▶ _Task instructions_
Within the listing below, please copy exactly the lines between the line holding "Target: dog's ear" and the line holding "Target: white face marking", inclusive.

◇ ◇ ◇

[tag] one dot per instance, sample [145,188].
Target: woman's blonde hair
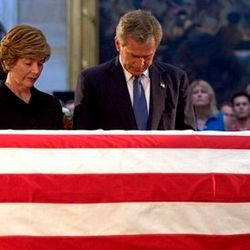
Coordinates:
[212,99]
[23,41]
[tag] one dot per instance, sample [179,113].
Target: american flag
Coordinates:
[124,190]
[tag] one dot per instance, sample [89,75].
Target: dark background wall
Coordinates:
[210,39]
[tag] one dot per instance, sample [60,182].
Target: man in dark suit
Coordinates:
[104,96]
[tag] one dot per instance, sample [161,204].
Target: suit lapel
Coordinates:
[157,98]
[120,96]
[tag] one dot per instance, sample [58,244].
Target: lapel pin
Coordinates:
[162,85]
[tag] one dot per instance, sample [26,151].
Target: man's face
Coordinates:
[136,56]
[200,97]
[241,107]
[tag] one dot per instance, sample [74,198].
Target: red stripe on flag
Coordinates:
[133,242]
[124,141]
[94,188]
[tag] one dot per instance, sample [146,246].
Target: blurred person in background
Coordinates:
[229,116]
[207,116]
[241,106]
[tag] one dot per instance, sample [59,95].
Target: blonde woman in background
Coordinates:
[207,116]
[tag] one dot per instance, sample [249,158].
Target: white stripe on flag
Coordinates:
[124,219]
[120,160]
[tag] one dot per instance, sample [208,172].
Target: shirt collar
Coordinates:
[128,75]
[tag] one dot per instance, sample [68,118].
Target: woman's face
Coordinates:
[200,96]
[25,72]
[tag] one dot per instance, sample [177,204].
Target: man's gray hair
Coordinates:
[140,25]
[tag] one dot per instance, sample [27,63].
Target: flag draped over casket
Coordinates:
[116,190]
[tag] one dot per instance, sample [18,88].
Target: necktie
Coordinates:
[139,104]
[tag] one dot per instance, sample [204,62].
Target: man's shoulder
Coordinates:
[100,68]
[163,67]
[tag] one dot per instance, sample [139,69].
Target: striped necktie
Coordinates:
[139,104]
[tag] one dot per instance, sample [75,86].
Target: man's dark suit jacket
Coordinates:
[102,99]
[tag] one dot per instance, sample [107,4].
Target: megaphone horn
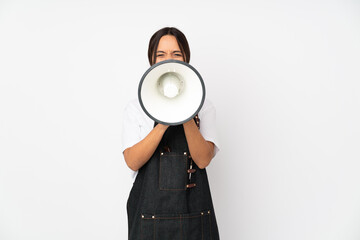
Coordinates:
[171,92]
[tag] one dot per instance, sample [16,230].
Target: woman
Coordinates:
[170,198]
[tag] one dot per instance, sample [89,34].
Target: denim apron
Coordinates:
[170,198]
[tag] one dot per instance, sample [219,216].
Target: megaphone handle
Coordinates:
[197,121]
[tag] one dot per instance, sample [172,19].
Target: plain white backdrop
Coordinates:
[283,75]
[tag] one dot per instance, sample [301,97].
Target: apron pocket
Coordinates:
[172,171]
[191,226]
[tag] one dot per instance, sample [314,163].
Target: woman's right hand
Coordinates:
[137,155]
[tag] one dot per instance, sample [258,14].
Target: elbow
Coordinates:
[132,167]
[204,163]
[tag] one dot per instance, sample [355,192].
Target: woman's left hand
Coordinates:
[201,151]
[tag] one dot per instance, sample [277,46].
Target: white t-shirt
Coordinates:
[137,125]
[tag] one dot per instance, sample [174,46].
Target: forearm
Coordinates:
[201,150]
[137,155]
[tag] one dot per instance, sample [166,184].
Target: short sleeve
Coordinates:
[207,117]
[130,128]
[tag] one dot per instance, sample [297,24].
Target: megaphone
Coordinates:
[171,92]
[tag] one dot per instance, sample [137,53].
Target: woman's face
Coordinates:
[168,48]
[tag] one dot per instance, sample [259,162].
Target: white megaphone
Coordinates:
[171,92]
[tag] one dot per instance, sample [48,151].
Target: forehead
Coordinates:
[168,42]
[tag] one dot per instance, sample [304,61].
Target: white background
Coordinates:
[283,75]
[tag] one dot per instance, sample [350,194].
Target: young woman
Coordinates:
[170,198]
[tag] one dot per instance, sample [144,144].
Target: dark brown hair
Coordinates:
[180,38]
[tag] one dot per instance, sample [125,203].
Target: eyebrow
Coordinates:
[176,51]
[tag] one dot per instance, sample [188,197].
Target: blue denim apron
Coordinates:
[170,198]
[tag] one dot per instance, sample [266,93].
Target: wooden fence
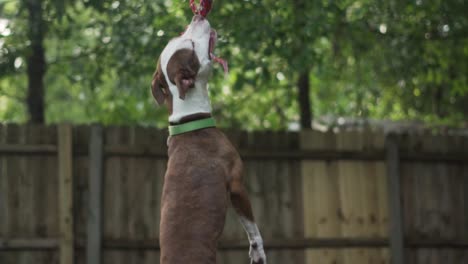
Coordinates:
[91,195]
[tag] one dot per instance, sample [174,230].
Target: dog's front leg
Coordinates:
[241,203]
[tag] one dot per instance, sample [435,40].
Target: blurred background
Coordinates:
[350,116]
[291,62]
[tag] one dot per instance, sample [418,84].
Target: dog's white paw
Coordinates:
[257,254]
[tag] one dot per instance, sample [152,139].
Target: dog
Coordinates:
[204,170]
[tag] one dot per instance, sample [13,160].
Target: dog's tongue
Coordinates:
[212,45]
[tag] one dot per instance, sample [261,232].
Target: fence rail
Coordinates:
[318,197]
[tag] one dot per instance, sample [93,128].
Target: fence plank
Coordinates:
[94,230]
[394,191]
[66,243]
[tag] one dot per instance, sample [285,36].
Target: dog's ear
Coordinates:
[182,70]
[159,86]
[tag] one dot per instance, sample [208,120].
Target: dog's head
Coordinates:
[185,62]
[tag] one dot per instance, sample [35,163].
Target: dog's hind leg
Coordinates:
[241,203]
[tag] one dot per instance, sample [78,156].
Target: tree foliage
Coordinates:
[369,59]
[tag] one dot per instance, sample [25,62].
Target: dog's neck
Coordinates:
[196,103]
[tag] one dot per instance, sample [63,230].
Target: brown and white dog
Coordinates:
[204,169]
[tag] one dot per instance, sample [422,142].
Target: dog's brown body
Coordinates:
[204,170]
[202,166]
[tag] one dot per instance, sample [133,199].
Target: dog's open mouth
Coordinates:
[211,47]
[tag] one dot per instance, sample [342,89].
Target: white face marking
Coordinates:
[197,37]
[255,253]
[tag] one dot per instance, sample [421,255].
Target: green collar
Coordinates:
[191,126]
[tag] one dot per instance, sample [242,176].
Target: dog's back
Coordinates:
[194,197]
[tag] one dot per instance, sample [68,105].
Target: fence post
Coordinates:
[94,228]
[65,157]
[394,197]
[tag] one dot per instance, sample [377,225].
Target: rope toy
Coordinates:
[203,9]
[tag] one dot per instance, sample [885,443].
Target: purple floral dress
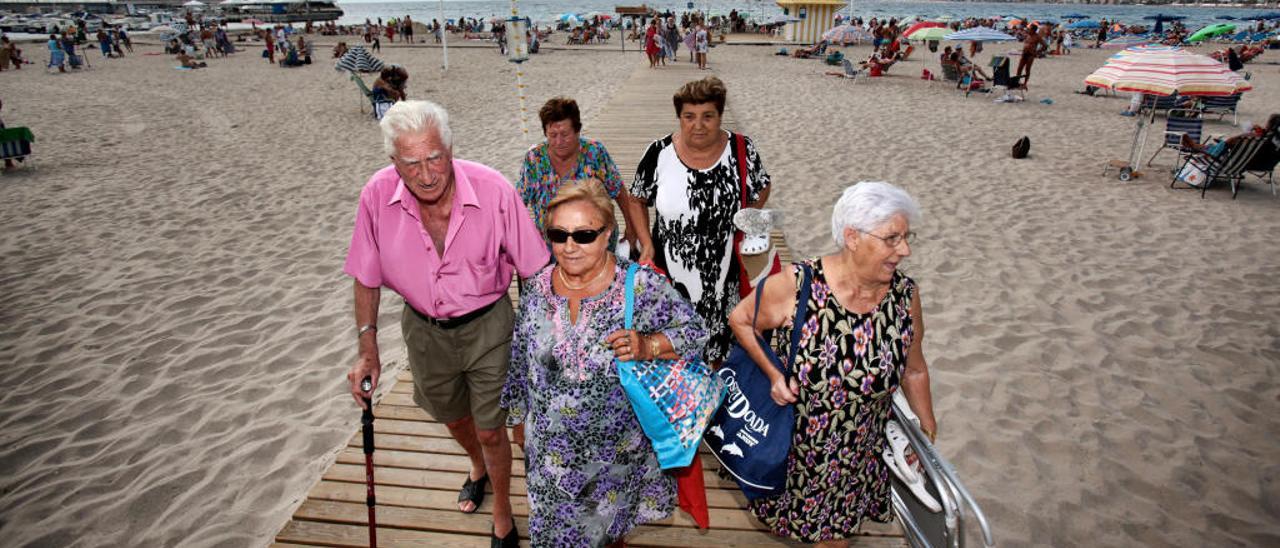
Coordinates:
[592,473]
[848,366]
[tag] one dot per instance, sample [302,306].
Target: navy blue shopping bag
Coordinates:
[750,434]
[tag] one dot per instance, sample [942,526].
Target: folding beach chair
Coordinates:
[1180,122]
[364,90]
[950,73]
[1162,103]
[1221,105]
[1229,165]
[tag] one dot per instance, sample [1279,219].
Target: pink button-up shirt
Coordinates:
[490,234]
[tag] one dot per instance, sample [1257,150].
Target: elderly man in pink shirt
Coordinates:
[446,234]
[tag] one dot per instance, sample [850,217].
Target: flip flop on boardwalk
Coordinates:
[472,492]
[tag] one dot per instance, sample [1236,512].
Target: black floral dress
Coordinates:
[693,231]
[848,366]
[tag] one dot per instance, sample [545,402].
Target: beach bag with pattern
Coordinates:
[672,398]
[752,434]
[1193,173]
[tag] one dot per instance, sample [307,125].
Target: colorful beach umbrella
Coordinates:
[932,33]
[846,33]
[1166,71]
[1162,71]
[1211,31]
[979,35]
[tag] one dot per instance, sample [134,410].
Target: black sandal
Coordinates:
[511,540]
[472,491]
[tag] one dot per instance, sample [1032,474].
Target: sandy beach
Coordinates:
[177,325]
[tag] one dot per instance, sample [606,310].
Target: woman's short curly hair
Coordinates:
[699,91]
[557,109]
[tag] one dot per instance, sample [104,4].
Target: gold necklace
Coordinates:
[597,278]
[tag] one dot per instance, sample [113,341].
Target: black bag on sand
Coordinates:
[1022,147]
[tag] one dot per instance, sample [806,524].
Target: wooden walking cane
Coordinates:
[366,421]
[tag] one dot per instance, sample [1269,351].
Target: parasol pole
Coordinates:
[444,36]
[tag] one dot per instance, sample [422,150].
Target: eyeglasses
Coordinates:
[434,160]
[581,237]
[894,240]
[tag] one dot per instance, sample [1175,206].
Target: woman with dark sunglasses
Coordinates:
[592,473]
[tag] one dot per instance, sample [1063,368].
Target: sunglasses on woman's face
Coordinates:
[581,237]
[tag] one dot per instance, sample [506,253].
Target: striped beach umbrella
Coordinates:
[1211,31]
[979,35]
[1166,71]
[1125,41]
[359,59]
[919,26]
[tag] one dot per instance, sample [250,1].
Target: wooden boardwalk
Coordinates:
[419,467]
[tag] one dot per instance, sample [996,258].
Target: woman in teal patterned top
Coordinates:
[566,156]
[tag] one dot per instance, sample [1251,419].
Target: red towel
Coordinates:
[693,492]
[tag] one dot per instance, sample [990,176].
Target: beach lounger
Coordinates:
[16,144]
[1162,104]
[1229,165]
[1221,105]
[1180,122]
[364,91]
[1264,163]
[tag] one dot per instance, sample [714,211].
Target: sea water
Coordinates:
[545,12]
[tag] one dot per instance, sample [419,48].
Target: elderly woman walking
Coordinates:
[693,179]
[592,473]
[566,155]
[862,341]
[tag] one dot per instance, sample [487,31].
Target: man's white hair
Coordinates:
[869,204]
[415,117]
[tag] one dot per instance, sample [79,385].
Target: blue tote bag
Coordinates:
[750,434]
[672,398]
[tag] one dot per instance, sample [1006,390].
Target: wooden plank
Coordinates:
[419,467]
[446,480]
[461,464]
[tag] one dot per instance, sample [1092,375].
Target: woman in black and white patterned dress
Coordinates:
[691,181]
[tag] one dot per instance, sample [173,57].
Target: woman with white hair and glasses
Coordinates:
[862,341]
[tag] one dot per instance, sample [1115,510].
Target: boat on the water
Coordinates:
[280,10]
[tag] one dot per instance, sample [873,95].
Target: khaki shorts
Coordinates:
[460,371]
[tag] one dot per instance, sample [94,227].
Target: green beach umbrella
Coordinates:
[1211,31]
[931,33]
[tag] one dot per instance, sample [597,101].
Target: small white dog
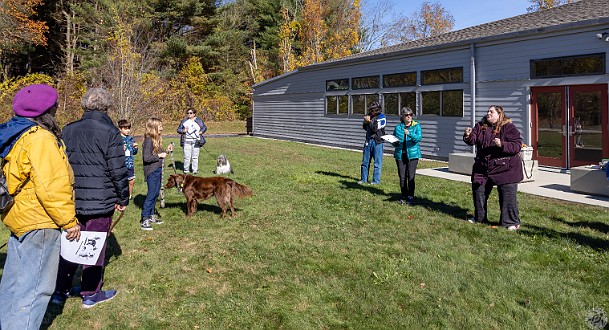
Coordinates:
[223,166]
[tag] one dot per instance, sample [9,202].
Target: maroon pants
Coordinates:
[92,276]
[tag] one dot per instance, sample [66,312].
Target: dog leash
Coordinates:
[174,169]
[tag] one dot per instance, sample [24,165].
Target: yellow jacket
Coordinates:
[47,199]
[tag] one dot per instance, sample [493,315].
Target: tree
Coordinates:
[17,29]
[328,29]
[287,38]
[537,5]
[432,19]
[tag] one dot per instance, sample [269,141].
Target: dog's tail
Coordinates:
[241,190]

◇ ◇ ◇

▶ _Solution to the exercise_
Target: dog's ear
Coordinates:
[182,70]
[159,86]
[tag] one dot per instance, sample [208,120].
Target: dog's head
Coordinates:
[185,62]
[tag] one dot per instance, sample [35,163].
Target: dog's hind leg
Coordinates:
[241,203]
[tag] one dot per instance, sample [78,156].
Target: tree foliage
Coordinates:
[369,59]
[tag] one dot per instance, sample [25,62].
Target: dog's neck
Coordinates:
[196,103]
[tag] one dot per instance, sample [63,230].
Target: brown and white dog
Coordinates:
[204,169]
[tag] one dot per instance, sample [422,142].
Target: dog's brown body
Coordinates:
[204,170]
[202,166]
[tag] one dot per instance, sample [133,199].
Target: dog's open mouth
Coordinates:
[211,47]
[tag] one dot per instance, sample [342,89].
Target: white face marking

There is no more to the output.